**Excerpt:**
= = = = =
Achilles tendinosis (also
known as Achilles tendinopathy) is a soreness and stiffness that comes on gradually and continues to worsen until treated. It is a common injury among middle and long distance runners. The severity
of Achilles tendinosis can be broken down into four stages, each of which can be measured in terms of how the Achilles tendon feels during exercise, the amount of stiffness and creaking, and Achilles
tendon?s soreness to the touch (the Achilles tendon pinch test). The four stages, or grades, are, No pain during exercise, but there is some discomfort in the morning when first getting out of bed.
The stiffness and creaking go away after a few minutes and are fine the rest of the day. Lightly pinching the Achilles tendon with the forefinger and thumb in the morning or after exercise will
probably indicate soreness. Pain during exercise or running, but performance is not affected. The stiffness and creaking continue to appear when first getting out of bed and continue to disappear
shortly afterward. Lightly pinching the Achilles tendon with the forefinger and thumb in the morning or after exercise will indicate soreness. Pain during exercise or running that is detrimental to
performance. The stiffness and creaking continue to appear when first getting out of bed, but may continue for some time and reappear at other points during the day. Lightly pinching the Achilles
tendon with the forefinger and thumb in the morning or after exercise will indicate soreness. Hurts too much to exercise or run. The stiffness and creaking continue to appear when first getting out
of bed, but may continue for most of the day. Lightly pinching the Achilles tendon with the forefinger and thumb at almost any time of day will indicate soreness.
Achilles tendonitis occurs in sports such as running, jumping, dancing and tennis. Other risk factors include participation in a new sporting activity or increasing the intensity of participation.
Poor running technique, excessive pronation of the foot and poorly fitting footwear may contribute. In cyclists, the problem may be a low saddle, which causes extra dorsiflexion of the ankle when
pedalling. Quinolone antibiotics (eg, ciprofloxacin, ofloxacin) can cause inflammation of tendons and predispose them to rupture.
Mild ache in the back of the lower leg, especially after running. More acute pain may occur after prolonged activity, Tenderness or stiffness in the morning. In most cases the pain associated with
Achilles tendinitis is more annoying than debilitating, making sufferers regret activity after the fact, but not keeping them from doing it. More severe pain around the Achilles tendon may be a
symptom of a much more serious ruptured tendon.
A doctor examines the patient, checking for pain and swelling along the posterior of the leg. The doctor interviews the patient regarding the onset, history, and description of pain and weakness. The
muscles, tissues, bones, and blood vessels may be evaluated with imaging studies, such as X-ray, ultrasound, or MRI.
= = = = =
**Data excerpts:**

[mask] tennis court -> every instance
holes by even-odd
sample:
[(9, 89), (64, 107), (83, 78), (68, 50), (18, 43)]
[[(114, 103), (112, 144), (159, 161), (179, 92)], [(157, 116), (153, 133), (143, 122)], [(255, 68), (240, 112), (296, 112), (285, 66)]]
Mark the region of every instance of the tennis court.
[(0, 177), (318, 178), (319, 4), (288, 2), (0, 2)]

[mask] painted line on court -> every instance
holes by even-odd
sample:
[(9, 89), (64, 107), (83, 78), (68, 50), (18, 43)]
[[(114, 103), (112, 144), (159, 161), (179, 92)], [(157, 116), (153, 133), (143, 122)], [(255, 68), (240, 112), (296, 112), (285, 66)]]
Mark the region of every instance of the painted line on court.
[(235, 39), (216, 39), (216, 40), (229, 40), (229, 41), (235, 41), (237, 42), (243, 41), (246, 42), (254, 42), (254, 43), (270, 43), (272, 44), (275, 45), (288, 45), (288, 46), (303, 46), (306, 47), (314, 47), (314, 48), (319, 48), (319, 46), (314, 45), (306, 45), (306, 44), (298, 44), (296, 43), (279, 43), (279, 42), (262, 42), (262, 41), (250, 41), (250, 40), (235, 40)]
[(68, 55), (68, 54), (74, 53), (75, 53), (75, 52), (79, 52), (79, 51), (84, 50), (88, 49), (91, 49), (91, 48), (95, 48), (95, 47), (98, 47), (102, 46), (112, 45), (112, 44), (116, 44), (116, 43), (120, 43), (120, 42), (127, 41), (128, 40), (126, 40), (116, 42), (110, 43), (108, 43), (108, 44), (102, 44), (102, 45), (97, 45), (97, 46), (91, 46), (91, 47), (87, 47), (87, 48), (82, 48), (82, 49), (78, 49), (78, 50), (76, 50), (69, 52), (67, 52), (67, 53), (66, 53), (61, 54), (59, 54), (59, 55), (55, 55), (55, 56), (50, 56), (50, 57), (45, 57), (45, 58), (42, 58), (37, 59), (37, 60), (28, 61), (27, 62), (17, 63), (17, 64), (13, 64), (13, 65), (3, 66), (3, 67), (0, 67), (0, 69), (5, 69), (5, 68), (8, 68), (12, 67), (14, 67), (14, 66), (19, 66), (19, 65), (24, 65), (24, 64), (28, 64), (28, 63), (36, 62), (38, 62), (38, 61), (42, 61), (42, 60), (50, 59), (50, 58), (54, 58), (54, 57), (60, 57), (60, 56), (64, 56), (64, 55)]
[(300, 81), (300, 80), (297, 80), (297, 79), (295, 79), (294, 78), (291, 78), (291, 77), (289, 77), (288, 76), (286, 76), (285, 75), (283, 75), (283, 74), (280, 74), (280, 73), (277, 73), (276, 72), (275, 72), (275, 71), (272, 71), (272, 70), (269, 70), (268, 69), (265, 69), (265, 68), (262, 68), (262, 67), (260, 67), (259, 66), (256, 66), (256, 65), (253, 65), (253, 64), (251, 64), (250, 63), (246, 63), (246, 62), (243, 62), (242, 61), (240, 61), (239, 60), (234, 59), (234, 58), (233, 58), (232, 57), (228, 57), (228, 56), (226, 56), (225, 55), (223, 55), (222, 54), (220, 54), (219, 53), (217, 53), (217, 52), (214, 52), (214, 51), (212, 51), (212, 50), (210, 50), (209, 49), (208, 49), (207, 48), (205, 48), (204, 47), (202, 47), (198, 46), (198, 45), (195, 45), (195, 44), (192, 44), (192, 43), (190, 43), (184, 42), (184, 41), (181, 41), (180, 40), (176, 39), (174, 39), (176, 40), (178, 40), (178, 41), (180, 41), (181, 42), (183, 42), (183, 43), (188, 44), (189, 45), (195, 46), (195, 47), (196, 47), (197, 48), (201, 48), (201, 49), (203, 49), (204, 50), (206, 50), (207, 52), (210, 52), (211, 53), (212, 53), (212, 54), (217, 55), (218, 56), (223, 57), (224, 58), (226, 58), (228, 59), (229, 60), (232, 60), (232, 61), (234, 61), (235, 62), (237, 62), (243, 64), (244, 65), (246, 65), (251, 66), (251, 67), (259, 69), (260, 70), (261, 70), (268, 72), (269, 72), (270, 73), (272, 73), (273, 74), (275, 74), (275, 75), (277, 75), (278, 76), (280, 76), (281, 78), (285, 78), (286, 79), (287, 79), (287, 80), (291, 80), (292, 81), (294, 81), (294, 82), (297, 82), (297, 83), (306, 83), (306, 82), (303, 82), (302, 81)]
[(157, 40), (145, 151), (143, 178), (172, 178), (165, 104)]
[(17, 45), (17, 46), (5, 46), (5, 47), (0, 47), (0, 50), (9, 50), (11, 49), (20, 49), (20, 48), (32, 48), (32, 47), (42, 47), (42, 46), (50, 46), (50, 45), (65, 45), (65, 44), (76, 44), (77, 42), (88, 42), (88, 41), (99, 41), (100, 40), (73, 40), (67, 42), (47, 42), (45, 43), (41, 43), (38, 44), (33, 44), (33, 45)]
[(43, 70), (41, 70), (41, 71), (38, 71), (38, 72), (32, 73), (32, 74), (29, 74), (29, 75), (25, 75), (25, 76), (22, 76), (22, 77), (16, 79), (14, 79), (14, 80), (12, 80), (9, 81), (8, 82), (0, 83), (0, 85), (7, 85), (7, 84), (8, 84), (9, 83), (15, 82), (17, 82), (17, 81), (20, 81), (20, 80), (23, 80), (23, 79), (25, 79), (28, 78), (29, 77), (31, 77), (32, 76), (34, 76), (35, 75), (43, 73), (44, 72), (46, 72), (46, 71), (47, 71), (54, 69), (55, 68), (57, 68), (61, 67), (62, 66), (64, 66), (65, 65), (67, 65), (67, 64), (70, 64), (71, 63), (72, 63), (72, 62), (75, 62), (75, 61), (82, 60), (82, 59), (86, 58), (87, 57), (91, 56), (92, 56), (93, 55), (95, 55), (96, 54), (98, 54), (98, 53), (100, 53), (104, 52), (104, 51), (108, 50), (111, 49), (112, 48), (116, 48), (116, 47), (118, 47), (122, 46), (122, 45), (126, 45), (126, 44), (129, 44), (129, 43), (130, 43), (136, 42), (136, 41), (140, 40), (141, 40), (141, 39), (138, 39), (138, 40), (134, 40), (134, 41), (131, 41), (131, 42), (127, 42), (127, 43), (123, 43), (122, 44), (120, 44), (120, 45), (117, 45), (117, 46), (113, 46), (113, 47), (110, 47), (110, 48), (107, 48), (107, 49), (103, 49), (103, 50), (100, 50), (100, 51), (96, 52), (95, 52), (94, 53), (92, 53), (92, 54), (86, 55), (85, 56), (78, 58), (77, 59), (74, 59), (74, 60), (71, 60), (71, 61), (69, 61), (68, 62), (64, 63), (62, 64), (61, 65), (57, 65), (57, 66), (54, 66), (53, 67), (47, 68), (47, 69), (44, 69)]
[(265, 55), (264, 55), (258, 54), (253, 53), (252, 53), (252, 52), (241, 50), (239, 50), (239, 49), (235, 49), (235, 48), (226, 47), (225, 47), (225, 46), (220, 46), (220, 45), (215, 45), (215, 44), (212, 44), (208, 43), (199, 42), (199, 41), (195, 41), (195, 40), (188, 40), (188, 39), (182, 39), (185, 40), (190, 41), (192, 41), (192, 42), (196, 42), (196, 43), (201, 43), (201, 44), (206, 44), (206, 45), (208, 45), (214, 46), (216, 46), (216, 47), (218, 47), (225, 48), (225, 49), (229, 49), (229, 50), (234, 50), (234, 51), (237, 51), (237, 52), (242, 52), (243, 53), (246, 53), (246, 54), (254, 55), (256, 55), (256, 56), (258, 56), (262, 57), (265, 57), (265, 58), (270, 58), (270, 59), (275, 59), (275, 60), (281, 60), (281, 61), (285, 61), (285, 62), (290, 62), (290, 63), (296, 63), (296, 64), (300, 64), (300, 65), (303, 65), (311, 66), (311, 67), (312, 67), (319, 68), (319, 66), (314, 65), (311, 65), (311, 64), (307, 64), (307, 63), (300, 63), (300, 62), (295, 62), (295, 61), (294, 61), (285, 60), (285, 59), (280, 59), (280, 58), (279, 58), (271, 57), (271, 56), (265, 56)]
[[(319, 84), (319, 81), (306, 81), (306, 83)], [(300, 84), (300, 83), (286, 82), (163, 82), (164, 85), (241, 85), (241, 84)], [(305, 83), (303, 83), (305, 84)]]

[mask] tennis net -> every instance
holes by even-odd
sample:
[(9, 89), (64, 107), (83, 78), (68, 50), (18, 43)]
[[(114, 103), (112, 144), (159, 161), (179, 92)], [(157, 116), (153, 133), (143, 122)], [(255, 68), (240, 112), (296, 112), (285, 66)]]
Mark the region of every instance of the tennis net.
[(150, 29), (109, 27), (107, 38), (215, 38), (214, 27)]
= = = = =
**Things to do:**
A. Answer these from the Achilles tendon passage:
(i) Among which runners is Achilles tendinosis a common injury?
(ii) In cyclists, what may the problem be?
(iii) Which imaging studies may be used to evaluate the muscles, tissues, bones, and blood vessels?
B. Do these statements agree with the Achilles tendon passage? Answer yes or no for each, and quote the words that decide it.
(i) Achilles tendinosis comes on suddenly.
(ii) The severity of Achilles tendinosis can be broken down into four stages.
(iii) In most cases the pain of Achilles tendinitis keeps sufferers from doing the activity.
C. Translate this sentence from the Achilles tendon passage into Spanish: "Achilles tendonitis occurs in sports such as running, jumping, dancing and tennis."
Answer from the Achilles tendon passage alone and leave the records aside.

**Responses to the exercise:**
A.
(i) Middle and long distance runners.
(ii) A low saddle, which causes extra dorsiflexion of the ankle when pedalling.
(iii) X-ray, ultrasound, or MRI.

B.
(i) No: "comes on gradually and continues to worsen until treated"
(ii) Yes: "The severity of Achilles tendinosis can be broken down into four stages"
(iii) No: "more annoying than debilitating, making sufferers regret activity after the fact, but not keeping them from doing it"

C. La tendinitis de Aquiles se presenta en deportes como la carrera, el salto, la danza y el tenis.